**WHAT YOU SHOULD DO**
Where does the word "yellow" appear in the entries below? Copy each line that holds it.

**INPUT RECORDS**
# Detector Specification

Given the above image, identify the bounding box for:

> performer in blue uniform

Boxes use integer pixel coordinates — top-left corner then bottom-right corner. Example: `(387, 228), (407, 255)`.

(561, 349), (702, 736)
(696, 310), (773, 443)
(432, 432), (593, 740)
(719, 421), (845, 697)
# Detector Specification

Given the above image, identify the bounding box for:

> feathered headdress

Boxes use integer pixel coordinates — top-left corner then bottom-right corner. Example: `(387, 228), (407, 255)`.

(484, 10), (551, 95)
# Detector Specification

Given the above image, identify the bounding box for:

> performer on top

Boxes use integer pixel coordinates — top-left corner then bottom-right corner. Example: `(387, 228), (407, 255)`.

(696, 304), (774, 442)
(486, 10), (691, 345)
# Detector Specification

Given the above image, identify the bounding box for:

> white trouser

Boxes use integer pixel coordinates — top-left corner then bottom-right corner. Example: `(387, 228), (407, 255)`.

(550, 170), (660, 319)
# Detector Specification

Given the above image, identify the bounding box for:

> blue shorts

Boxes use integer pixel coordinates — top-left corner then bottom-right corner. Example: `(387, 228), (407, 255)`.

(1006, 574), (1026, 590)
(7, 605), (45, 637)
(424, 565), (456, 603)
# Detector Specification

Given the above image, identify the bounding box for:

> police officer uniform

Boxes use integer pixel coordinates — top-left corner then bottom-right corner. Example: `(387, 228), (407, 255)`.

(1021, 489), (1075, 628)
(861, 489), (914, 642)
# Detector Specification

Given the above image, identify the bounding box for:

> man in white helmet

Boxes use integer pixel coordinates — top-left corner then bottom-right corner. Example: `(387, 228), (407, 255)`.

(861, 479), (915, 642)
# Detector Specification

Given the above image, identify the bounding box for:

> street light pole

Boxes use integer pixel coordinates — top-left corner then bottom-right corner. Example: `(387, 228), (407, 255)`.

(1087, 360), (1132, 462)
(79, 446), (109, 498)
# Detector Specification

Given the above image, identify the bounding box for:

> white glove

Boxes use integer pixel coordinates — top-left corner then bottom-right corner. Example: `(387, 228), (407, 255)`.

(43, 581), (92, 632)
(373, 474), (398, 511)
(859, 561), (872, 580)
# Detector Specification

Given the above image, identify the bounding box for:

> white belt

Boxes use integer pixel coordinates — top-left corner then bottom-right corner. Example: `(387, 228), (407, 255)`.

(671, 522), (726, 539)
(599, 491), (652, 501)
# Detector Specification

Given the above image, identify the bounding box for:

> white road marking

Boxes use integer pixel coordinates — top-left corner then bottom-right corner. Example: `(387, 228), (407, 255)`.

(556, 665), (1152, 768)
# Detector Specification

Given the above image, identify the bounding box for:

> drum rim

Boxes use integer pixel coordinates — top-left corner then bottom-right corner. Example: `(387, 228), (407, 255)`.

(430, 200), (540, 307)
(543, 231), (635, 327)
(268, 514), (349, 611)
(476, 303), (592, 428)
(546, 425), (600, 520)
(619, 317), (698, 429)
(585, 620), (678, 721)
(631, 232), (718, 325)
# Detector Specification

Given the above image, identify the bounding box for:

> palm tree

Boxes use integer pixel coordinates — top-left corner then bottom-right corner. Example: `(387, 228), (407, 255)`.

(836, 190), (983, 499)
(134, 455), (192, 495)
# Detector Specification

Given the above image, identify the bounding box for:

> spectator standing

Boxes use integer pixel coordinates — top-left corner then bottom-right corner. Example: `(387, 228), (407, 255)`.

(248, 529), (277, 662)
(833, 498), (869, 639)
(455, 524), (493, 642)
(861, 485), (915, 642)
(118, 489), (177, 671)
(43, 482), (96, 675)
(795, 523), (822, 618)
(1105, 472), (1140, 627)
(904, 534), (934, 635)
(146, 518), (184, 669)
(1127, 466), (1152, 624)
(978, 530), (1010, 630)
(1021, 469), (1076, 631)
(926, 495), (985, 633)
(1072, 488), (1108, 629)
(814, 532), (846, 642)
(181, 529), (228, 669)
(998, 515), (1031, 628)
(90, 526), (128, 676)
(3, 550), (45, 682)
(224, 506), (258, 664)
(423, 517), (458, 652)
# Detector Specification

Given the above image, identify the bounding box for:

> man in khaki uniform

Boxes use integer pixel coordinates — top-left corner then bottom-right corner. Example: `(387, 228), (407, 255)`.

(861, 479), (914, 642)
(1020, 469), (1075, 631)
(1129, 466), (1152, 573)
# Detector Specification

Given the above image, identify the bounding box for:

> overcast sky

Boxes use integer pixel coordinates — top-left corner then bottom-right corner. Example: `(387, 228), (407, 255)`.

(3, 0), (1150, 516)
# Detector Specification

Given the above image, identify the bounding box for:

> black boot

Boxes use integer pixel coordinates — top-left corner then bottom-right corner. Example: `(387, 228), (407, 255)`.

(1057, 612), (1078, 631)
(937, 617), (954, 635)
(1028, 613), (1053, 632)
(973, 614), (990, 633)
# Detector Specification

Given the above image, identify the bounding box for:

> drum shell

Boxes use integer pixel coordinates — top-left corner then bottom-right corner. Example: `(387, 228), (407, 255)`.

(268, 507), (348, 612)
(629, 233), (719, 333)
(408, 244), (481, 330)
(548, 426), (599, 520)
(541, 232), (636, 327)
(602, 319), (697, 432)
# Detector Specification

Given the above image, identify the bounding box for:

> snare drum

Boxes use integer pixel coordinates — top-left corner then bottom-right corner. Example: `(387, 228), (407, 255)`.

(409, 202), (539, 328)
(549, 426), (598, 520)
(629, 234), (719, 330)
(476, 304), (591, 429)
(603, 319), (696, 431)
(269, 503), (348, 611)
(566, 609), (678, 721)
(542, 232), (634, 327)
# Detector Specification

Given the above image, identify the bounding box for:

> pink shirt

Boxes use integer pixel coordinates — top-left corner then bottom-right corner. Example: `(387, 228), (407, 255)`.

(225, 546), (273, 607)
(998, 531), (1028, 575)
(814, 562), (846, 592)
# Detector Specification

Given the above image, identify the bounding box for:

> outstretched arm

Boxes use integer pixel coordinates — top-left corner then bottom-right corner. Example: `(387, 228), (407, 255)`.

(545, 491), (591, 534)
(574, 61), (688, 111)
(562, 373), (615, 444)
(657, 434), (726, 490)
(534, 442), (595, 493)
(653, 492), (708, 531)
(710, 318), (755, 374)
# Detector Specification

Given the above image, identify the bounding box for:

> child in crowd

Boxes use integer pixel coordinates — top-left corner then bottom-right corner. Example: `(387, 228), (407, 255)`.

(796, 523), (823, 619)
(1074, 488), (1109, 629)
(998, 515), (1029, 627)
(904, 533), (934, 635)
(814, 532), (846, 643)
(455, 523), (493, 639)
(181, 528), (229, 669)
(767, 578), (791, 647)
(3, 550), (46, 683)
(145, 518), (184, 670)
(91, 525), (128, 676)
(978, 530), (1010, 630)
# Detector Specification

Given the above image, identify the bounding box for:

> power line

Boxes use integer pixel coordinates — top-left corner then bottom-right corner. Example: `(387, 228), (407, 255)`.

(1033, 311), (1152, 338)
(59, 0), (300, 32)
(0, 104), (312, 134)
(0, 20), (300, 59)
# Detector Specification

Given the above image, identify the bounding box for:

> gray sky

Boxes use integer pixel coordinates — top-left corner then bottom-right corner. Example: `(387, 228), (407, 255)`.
==
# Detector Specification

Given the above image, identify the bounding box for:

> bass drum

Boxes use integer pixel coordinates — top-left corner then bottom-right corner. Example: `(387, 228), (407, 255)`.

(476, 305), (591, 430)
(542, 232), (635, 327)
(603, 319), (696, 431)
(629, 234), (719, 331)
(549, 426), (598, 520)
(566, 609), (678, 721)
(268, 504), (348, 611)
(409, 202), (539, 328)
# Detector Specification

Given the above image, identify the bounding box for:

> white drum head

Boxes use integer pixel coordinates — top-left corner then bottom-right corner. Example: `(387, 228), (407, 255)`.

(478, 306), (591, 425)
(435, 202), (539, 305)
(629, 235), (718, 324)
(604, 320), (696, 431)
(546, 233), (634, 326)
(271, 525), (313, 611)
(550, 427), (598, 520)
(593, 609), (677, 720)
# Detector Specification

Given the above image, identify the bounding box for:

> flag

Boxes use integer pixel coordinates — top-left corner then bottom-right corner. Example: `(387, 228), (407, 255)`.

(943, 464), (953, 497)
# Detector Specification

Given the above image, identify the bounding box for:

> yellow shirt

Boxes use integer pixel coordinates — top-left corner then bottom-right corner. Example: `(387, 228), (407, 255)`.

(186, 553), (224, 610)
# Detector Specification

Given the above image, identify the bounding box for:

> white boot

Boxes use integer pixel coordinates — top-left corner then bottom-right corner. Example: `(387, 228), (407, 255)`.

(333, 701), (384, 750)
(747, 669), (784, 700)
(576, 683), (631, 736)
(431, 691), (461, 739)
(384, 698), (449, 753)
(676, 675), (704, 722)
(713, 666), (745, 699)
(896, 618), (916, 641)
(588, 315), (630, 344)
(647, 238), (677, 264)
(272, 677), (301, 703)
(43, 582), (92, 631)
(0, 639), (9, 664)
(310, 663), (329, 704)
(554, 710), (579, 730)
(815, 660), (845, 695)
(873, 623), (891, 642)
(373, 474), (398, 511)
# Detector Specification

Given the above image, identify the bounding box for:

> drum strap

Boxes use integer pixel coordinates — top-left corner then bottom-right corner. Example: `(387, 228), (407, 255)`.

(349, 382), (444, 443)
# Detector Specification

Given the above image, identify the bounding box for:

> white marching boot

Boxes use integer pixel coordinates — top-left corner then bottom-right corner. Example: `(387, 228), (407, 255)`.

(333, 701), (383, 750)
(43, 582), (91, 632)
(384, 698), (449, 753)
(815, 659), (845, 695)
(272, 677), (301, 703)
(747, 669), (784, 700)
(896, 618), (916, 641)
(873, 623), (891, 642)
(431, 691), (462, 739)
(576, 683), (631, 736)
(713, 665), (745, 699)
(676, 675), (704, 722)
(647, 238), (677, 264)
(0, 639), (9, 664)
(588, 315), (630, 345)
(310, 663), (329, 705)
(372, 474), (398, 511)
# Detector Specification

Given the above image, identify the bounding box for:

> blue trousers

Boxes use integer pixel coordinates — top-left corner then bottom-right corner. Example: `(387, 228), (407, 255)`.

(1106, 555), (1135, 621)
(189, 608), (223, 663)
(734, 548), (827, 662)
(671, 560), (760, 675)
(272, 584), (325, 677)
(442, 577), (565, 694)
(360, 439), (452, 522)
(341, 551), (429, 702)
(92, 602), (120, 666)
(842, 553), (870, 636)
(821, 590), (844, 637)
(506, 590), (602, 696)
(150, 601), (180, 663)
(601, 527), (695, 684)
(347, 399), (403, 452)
--
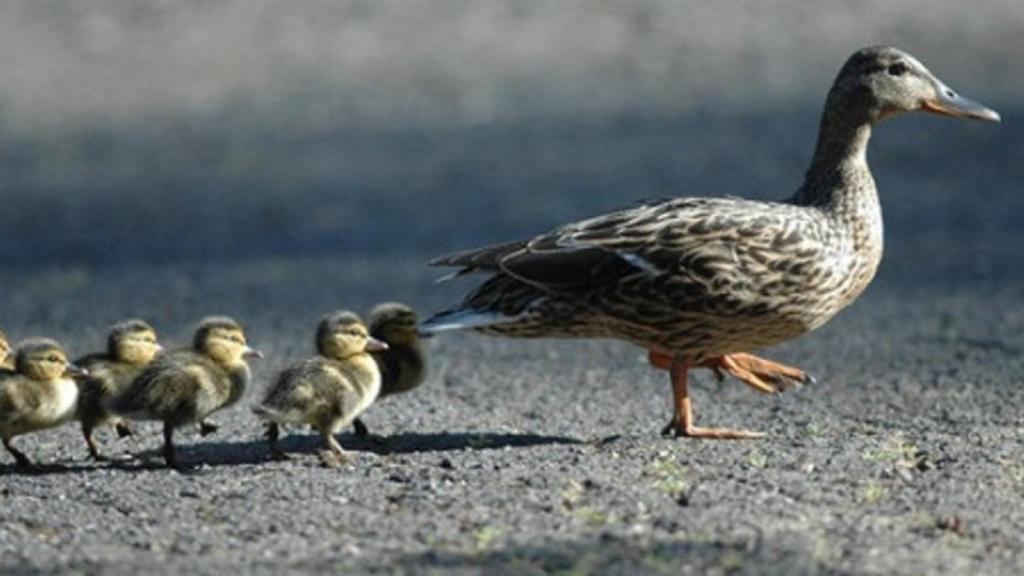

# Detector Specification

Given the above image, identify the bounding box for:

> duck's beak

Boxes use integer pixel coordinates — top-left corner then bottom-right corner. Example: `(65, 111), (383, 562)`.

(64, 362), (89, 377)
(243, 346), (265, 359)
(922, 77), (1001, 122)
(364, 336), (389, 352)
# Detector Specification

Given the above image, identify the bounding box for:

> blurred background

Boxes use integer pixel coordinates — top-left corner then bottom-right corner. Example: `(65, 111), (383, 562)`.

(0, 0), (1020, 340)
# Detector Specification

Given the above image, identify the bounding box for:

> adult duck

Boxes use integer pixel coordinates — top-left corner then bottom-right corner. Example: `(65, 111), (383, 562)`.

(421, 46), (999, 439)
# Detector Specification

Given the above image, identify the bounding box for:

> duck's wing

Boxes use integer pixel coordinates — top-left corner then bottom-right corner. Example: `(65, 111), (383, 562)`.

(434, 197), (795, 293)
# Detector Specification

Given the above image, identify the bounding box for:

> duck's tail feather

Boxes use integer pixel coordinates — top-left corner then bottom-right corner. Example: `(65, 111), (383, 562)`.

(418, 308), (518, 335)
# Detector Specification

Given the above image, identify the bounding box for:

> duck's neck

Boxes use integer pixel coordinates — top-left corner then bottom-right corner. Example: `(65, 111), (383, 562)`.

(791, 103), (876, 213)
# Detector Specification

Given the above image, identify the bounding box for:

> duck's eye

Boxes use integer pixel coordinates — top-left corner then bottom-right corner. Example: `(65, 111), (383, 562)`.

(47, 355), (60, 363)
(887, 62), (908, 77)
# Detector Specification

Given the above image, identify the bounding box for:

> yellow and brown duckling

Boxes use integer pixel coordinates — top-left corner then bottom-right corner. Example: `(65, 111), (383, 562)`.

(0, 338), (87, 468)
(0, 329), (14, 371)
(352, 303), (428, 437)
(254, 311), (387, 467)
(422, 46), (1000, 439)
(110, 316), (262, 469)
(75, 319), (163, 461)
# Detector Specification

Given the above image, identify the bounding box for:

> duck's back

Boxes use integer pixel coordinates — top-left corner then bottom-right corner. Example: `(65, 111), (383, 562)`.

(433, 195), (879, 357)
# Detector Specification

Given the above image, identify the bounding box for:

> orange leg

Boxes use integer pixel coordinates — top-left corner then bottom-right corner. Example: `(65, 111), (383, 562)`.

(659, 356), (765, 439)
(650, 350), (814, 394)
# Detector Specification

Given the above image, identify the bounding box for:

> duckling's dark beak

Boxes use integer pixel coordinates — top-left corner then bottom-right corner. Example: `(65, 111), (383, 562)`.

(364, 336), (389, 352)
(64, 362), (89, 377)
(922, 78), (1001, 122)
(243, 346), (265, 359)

**ANSWER SECTION**
> yellow shirt
> yellow and brown duckling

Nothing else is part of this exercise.